Of experts, hedgehogs and foxes

Friday, 3rd March, 2006
Experts. They bob up on the television news and talk shows every night. Without the talking heads, ABC radio would find it impossible to fill in the hours. We watch them endlessly and hear them pontificate on what will happen to interest rates, to growth, to John Howard and George Bush, the likely developments in Iraq, China and Timbuctoo. On thousands upon thousands of websites around the world - including this one - people with more (and sometimes less) knowledge than me set out to explain what is happening and predict what will happen.
And what is all this expert opinion worth? Well, according to a recently published book by by Philip Tetlock, the Mitchell Professor of Leadership at the University of California, Berkeley, the answer is not much. After years of research, during which he worked with almost 300 experts known for commenting or offering advice on political and economic trends, Prof Tetlock concluded: when you compare the aggregate accuracy of experts to some very simple statistical models, you'll find that the experts are hard pressed to do better than very simple baselines.

[Outline entries for images]
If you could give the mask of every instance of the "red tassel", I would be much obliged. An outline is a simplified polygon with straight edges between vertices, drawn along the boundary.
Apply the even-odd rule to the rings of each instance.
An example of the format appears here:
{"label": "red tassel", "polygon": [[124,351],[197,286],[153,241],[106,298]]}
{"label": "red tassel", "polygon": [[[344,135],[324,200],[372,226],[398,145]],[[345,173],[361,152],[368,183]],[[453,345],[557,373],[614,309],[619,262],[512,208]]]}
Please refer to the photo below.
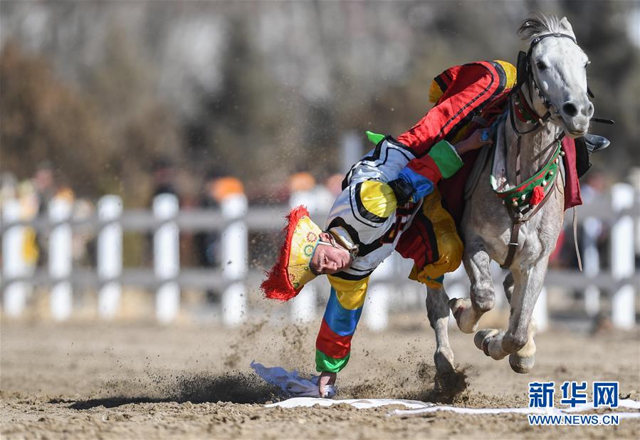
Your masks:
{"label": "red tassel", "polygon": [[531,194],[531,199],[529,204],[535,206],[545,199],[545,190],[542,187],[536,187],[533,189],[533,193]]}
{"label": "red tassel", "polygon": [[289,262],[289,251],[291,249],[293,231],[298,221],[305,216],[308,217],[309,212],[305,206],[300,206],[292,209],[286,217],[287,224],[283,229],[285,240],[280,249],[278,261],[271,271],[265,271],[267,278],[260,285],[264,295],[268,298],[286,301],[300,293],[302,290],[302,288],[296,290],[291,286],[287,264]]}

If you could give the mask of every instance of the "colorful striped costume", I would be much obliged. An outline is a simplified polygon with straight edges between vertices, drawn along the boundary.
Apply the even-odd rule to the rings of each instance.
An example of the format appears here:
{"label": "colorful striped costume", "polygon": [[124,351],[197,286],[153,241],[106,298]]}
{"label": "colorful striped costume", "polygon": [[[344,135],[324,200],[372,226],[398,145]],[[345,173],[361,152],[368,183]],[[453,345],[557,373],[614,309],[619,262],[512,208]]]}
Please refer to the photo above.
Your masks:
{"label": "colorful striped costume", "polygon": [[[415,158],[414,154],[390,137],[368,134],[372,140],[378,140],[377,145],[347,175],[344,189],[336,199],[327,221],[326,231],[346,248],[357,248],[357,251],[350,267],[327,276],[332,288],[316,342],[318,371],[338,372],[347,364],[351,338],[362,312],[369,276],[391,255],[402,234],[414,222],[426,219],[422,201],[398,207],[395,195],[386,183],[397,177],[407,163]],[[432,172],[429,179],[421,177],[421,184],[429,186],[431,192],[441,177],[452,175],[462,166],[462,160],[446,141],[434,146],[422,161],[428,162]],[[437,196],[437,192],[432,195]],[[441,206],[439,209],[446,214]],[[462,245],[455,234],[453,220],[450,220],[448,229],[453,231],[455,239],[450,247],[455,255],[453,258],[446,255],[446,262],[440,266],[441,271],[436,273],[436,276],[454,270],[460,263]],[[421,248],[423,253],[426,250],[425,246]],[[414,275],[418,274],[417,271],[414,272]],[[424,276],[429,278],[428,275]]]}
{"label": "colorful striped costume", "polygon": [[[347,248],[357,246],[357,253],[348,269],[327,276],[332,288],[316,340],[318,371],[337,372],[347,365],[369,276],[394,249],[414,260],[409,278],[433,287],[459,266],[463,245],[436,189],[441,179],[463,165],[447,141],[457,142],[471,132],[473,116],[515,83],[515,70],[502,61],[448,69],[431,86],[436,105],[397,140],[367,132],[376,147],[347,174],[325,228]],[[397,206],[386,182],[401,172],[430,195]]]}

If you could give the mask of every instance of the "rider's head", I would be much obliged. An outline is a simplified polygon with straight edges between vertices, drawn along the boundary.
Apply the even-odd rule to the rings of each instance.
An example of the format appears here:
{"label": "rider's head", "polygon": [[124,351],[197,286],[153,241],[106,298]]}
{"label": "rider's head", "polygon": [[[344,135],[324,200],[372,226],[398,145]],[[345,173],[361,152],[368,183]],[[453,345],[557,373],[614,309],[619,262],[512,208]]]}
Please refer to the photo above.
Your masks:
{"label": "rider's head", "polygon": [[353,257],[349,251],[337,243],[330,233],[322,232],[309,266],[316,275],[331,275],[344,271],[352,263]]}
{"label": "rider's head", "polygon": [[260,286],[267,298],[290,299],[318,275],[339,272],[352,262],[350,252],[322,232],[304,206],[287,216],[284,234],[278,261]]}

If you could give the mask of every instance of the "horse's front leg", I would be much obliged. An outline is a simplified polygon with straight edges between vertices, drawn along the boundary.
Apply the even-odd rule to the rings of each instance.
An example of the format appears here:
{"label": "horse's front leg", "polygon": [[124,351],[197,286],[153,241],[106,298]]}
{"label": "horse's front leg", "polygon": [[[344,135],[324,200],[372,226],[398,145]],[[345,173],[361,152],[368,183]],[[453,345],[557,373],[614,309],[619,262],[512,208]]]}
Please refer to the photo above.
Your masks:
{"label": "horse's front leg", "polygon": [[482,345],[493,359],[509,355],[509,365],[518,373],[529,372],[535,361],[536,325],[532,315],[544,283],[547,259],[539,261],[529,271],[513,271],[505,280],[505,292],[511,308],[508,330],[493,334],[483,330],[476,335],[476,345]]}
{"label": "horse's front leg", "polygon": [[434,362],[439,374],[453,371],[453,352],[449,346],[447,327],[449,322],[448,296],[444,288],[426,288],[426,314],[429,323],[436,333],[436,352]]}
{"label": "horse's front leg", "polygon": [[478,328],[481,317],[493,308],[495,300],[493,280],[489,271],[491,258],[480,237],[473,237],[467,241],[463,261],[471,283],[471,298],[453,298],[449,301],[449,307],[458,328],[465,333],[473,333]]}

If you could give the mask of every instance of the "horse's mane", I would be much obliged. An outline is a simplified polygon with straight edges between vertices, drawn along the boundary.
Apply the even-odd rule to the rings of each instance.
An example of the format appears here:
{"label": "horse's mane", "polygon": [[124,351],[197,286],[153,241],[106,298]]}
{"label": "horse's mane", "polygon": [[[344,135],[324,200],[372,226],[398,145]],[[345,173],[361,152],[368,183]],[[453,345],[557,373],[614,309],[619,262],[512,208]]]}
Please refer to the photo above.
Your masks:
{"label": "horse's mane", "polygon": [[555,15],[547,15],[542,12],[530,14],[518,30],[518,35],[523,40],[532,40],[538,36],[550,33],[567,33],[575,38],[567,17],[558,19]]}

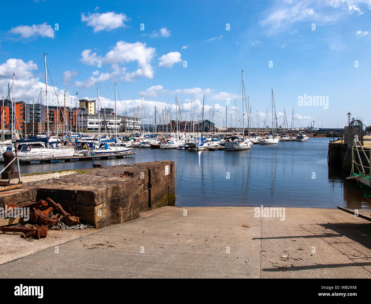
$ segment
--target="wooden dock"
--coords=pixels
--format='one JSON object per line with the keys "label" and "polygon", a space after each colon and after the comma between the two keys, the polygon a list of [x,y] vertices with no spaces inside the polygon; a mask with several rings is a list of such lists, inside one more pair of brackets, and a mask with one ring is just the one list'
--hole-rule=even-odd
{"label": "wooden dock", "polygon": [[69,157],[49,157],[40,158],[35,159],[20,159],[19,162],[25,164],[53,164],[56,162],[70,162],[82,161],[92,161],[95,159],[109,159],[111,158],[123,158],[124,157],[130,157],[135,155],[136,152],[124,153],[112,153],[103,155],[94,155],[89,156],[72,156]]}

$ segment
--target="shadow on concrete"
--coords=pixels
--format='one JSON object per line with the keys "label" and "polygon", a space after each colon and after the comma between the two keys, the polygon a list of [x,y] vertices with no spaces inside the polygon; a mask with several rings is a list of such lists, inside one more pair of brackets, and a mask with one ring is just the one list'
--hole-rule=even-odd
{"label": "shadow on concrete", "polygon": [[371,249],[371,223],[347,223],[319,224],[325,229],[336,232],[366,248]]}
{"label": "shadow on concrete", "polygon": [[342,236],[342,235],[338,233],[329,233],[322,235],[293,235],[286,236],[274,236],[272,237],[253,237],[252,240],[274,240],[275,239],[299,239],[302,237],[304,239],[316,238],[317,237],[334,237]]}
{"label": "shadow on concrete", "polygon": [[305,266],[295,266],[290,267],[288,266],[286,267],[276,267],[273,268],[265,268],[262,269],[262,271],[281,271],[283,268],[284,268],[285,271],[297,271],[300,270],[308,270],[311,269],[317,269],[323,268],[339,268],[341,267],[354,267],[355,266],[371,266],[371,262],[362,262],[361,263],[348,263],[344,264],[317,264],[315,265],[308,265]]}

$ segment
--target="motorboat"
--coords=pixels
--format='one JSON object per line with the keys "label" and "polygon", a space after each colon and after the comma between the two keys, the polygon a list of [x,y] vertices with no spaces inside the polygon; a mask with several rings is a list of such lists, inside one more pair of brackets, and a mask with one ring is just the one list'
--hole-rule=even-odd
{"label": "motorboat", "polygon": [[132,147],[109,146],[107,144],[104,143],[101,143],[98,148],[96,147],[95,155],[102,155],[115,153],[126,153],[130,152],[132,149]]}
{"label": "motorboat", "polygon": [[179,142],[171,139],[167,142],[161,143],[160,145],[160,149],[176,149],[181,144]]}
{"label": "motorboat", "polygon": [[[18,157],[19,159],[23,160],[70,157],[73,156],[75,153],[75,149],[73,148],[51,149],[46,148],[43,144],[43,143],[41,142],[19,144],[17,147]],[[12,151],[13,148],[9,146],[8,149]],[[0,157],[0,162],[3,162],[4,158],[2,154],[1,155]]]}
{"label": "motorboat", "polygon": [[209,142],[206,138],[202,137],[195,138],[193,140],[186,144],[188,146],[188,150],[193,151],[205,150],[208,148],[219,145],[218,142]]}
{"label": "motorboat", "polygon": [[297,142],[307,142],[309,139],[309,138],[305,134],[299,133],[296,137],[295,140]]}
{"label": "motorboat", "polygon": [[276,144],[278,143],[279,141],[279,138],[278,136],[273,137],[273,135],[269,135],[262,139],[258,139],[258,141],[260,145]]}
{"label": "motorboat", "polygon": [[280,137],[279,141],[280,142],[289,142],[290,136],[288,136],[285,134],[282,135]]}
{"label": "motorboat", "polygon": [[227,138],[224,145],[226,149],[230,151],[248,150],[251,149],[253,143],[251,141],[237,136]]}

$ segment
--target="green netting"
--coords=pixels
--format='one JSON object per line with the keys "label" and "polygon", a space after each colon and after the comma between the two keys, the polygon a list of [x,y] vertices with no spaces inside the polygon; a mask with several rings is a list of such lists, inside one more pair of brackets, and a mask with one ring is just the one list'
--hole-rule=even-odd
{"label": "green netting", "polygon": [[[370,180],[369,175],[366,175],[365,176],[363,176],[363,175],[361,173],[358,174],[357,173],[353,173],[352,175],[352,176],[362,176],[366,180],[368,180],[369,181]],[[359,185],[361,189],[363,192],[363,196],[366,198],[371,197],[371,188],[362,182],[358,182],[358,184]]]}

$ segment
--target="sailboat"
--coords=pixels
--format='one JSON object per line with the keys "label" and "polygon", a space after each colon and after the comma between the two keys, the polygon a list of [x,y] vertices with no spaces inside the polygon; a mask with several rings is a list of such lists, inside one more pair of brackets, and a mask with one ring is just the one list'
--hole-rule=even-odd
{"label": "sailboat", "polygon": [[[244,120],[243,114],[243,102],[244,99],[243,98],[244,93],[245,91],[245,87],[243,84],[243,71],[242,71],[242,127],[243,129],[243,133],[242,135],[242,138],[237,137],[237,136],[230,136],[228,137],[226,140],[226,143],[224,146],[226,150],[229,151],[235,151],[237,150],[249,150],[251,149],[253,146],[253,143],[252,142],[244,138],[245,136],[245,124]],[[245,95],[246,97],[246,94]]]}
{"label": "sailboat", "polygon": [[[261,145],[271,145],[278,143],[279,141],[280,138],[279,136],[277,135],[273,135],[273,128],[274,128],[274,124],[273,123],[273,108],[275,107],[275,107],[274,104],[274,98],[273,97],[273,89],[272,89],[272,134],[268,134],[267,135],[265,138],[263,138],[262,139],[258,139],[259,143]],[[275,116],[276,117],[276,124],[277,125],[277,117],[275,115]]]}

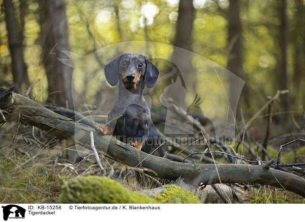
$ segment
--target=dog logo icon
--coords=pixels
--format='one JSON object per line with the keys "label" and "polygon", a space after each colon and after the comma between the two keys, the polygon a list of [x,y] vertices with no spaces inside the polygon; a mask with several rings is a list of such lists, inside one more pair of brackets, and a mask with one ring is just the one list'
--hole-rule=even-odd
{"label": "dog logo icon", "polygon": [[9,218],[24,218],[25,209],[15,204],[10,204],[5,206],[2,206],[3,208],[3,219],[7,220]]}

Directions:
a - Decide whether each statement agrees with the piece on experts, answering yes or no and quoting the deciding words: (i) Tetlock's research involved almost 300 experts; (ii) Tetlock holds a professorship at Stanford University; (iii) the writer says everyone explaining events on websites knows more than the writer does.
b - Reproduce word for word the part of the piece on experts starting at "And what is" and ending at "very simple baselines.".

Outputs:
a -
(i) Yes: "he worked with almost 300 experts known for commenting or offering advice on political and economic trends"
(ii) No: "the Mitchell Professor of Leadership at the University of California, Berkeley"
(iii) No: "people with more (and sometimes less) knowledge than me"

b -
And what is all this expert opinion worth? Well, according to a recently published book by by Philip Tetlock, the Mitchell Professor of Leadership at the University of California, Berkeley, the answer is not much. After years of research, during which he worked with almost 300 experts known for commenting or offering advice on political and economic trends, Prof Tetlock concluded: when you compare the aggregate accuracy of experts to some very simple statistical models, you'll find that the experts are hard pressed to do better than very simple baselines.